Now & Forever: The Video Hits is a music video compilation containing TLC's music videos from 1992 to 2002. It was released on DVD in Japan in 2003 and in Australia in 2004 by Arista Records with the same track listing, cover and inside booklet. The compilation was eventually released on August 20, 2007, in the United Kingdom to coincide with the release of the group's second compilation album, Crazy Sexy Hits: The Very Best of TLC.

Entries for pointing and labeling
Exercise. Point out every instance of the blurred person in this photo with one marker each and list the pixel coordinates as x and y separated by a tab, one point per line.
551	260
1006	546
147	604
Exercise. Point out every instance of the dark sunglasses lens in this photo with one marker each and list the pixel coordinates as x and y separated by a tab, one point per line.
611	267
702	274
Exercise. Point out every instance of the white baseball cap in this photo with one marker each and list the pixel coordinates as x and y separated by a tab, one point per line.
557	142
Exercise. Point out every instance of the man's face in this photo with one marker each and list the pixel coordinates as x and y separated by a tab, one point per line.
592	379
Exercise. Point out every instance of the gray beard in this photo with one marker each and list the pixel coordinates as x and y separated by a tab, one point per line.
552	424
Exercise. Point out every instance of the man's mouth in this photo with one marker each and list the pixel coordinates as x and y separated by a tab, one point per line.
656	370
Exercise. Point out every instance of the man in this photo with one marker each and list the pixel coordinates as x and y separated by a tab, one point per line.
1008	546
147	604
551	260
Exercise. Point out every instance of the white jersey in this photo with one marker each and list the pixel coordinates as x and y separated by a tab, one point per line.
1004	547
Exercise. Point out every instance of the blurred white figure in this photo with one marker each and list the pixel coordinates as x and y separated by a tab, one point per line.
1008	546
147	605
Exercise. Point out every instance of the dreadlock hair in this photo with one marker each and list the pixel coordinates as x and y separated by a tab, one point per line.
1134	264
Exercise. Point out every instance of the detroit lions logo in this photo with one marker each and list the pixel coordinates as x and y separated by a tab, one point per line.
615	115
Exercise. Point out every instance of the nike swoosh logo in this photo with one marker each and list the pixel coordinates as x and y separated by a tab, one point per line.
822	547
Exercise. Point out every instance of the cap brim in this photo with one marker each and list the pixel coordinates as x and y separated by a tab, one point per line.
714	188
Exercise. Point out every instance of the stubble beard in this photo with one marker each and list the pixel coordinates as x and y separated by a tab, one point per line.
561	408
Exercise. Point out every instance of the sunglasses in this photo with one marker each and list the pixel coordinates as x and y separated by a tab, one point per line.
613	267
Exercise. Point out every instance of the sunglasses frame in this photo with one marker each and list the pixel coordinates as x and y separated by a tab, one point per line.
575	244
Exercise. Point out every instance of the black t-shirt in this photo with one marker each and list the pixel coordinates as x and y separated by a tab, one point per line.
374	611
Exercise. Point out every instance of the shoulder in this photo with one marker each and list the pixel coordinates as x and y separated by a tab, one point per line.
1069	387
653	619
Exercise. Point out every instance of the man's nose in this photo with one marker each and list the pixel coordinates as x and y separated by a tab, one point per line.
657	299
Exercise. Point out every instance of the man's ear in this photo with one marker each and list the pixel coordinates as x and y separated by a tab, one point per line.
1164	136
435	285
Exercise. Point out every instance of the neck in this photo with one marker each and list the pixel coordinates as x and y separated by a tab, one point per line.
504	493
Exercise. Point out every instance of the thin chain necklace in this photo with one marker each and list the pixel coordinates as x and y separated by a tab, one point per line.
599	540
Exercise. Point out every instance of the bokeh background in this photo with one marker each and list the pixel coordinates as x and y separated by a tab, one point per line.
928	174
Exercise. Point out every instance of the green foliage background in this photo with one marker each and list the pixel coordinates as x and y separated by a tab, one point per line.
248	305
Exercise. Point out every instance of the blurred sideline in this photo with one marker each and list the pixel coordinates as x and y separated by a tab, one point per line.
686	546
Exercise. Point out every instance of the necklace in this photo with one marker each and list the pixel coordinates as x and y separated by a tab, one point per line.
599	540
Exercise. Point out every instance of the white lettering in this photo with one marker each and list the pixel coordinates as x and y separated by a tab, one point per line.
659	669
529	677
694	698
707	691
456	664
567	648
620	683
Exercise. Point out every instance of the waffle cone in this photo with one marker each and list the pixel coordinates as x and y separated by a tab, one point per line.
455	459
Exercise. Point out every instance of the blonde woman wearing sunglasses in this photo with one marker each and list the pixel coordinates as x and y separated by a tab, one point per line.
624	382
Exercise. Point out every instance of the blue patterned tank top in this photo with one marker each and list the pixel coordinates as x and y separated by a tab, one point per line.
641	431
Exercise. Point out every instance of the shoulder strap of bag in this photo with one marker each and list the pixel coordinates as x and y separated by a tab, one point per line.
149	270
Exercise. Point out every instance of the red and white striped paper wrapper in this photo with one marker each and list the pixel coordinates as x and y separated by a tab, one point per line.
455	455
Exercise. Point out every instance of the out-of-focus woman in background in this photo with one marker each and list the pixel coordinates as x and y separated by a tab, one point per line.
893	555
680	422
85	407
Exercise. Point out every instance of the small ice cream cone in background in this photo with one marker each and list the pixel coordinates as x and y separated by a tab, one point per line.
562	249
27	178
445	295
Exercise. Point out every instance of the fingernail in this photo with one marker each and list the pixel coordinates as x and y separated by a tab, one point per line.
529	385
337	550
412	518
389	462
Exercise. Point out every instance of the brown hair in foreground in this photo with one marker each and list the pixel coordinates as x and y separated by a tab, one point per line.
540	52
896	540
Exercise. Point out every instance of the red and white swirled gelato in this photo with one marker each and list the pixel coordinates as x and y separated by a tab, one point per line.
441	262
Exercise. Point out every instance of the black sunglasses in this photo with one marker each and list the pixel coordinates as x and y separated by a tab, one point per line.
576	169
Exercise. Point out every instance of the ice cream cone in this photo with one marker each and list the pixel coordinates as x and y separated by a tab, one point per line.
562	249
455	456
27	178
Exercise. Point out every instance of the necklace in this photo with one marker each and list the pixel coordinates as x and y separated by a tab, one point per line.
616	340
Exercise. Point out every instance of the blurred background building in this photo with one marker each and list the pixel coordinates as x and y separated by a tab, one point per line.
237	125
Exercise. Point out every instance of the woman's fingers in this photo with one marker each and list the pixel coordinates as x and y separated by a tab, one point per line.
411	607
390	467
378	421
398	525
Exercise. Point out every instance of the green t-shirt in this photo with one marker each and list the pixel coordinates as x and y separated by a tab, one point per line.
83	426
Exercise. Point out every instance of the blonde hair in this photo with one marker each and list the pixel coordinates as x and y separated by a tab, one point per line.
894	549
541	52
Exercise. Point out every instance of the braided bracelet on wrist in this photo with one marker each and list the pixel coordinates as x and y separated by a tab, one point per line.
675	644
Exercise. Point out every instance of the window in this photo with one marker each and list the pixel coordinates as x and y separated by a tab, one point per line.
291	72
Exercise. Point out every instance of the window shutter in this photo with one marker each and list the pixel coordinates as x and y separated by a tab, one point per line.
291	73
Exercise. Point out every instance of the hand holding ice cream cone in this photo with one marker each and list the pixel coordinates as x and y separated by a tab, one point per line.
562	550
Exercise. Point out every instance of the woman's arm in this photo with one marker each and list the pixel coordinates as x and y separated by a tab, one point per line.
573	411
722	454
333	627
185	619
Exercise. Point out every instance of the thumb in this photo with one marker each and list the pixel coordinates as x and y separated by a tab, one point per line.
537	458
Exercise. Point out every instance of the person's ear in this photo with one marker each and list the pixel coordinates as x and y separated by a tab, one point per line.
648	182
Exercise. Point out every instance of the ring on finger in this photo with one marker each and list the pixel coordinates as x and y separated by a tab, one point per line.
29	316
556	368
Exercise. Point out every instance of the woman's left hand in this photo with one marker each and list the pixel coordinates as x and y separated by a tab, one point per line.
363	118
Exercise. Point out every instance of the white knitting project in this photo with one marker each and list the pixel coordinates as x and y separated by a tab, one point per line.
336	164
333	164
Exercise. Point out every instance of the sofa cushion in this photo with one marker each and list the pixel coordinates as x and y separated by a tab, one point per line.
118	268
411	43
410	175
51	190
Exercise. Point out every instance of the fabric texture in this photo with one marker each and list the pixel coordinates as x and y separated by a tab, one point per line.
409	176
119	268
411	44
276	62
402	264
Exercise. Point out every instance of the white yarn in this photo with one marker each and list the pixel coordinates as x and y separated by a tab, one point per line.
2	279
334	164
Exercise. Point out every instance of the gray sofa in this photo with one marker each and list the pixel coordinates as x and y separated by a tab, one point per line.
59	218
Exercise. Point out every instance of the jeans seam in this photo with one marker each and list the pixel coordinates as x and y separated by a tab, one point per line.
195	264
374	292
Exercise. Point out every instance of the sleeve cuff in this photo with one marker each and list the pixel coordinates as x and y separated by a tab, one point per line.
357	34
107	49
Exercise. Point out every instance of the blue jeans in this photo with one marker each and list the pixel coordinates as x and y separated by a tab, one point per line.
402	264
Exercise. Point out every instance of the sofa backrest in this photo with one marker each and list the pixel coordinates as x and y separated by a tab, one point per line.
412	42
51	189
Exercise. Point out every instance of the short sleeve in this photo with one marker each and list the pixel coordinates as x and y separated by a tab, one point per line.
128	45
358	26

■ Task requirements
A) According to the passage about TLC's video compilation, in what year was it released on DVD in Australia?
B) Using the passage about TLC's video compilation, explain why it came out in the United Kingdom on August 20, 2007.
These lines have no connection to the passage about TLC's video compilation.

■ The responses
A) 2004

B) It was released on that date to coincide with the release of the group's second compilation album, Crazy Sexy Hits: The Very Best of TLC.